### Selection

I still believe in the idea of a single, unified, scalable architecture that serves all purposes; a pool of processing resources to be used however the software requires, with maximum flexibility and zero wastage.
Define Wastage.
To me dropping your Texture Units for "a pool of processing resources to be used however the software requires" that is an order of magnitude
s slower for a task repeated many times in every frame is a good example of Wastage. This would be allowing Philosophical Idealism to rule good Silicon utilization.
You have recognised yourself the excellent IQ of GOW. Are you saying you'd rather this was not possible and stick with 4xMSAA?
Devil's Advocate: 1) essentially no games use this technique so if the measure of good design is the rare exception, then yes, it is probably not a good thing to enable and 2) no insult to the GOW3 guys, but the PS3 has 6 available SPEs, so why weren't those resources spent for the game? 3) 4 SPEs is a ton of resource footprint, hard to argue against a ton more general system bandwidth and pure GPU power (something the PS3 lacks and the majority of games would benefit from) as these could and would be of more benefit in more games on a more frequent basis.
Or the increased demands of 16xMSAA? Yes, one way of looking at it is trying to find something useful for SPEs to do, although I feel that somewhat belittles the GOW and associated teams' efforts in squeezing the technique onto already very occupied hardware. It's not like they had 4 idle SPEs doing absolutely nothing and were just trying out things to fill them up, and found MLAA was a great processing hog that let them max out the platform so they can claim 100% utilisation!

### Problem statement
Copy the whole forum thread about unified processing architecture and anti-aliasing word for word.

### Material provided
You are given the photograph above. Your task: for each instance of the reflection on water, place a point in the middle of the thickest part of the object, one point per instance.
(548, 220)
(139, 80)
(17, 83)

### Solution to this task
I still believe in the idea of a single, unified, scalable architecture that serves all purposes; a pool of processing resources to be used however the software requires, with maximum flexibility and zero wastage.
Define Wastage.
To me dropping your Texture Units for "a pool of processing resources to be used however the software requires" that is an order of magnitude
s slower for a task repeated many times in every frame is a good example of Wastage. This would be allowing Philosophical Idealism to rule good Silicon utilization.
You have recognised yourself the excellent IQ of GOW. Are you saying you'd rather this was not possible and stick with 4xMSAA?
Devil's Advocate: 1) essentially no games use this technique so if the measure of good design is the rare exception, then yes, it is probably not a good thing to enable and 2) no insult to the GOW3 guys, but the PS3 has 6 available SPEs, so why weren't those resources spent for the game? 3) 4 SPEs is a ton of resource footprint, hard to argue against a ton more general system bandwidth and pure GPU power (something the PS3 lacks and the majority of games would benefit from) as these could and would be of more benefit in more games on a more frequent basis.
Or the increased demands of 16xMSAA? Yes, one way of looking at it is trying to find something useful for SPEs to do, although I feel that somewhat belittles the GOW and associated teams' efforts in squeezing the technique onto already very occupied hardware. It's not like they had 4 idle SPEs doing absolutely nothing and were just trying out things to fill them up, and found MLAA was a great processing hog that let them max out the platform so they can claim 100% utilisation!